-- Begin Recorded information --

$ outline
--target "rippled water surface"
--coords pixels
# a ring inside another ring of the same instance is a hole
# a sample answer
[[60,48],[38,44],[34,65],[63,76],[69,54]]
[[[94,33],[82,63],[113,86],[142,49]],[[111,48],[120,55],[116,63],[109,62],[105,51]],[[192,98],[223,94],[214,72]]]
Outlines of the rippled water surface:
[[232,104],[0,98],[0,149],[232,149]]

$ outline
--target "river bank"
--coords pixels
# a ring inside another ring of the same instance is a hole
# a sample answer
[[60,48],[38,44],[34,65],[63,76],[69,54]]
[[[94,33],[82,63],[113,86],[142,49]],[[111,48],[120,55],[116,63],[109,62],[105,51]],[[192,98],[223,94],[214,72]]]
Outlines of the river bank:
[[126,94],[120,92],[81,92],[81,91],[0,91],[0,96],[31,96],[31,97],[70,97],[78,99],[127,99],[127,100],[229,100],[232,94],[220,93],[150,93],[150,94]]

-- End Recorded information --

» **The problem**
Please update the records above by changing every "sample answer" to "worked example" and keeping all other text the same.

» **Output for this exercise**
$ outline
--target "rippled water surface"
--coords pixels
# a ring inside another ring of the same instance is a hole
# a worked example
[[60,48],[38,44],[34,65],[63,76],[69,54]]
[[[94,33],[82,63],[113,86],[142,49]],[[111,48],[120,55],[116,63],[109,62],[105,51]],[[192,98],[223,94],[214,72]]]
Outlines of the rippled water surface:
[[232,104],[0,98],[0,149],[232,149]]

$ outline
--target "river bank"
--coords pixels
# a ring inside another ring of the same instance is a hole
# a worked example
[[60,48],[38,44],[34,65],[63,76],[69,54]]
[[[94,33],[82,63],[113,86],[142,49]],[[111,48],[120,55],[116,63],[109,62],[105,51]],[[192,98],[223,94],[214,72]]]
Outlines of the river bank:
[[126,94],[120,92],[81,92],[81,91],[0,91],[0,96],[31,96],[31,97],[70,97],[78,99],[127,99],[127,100],[229,100],[232,94],[220,93],[150,93],[150,94]]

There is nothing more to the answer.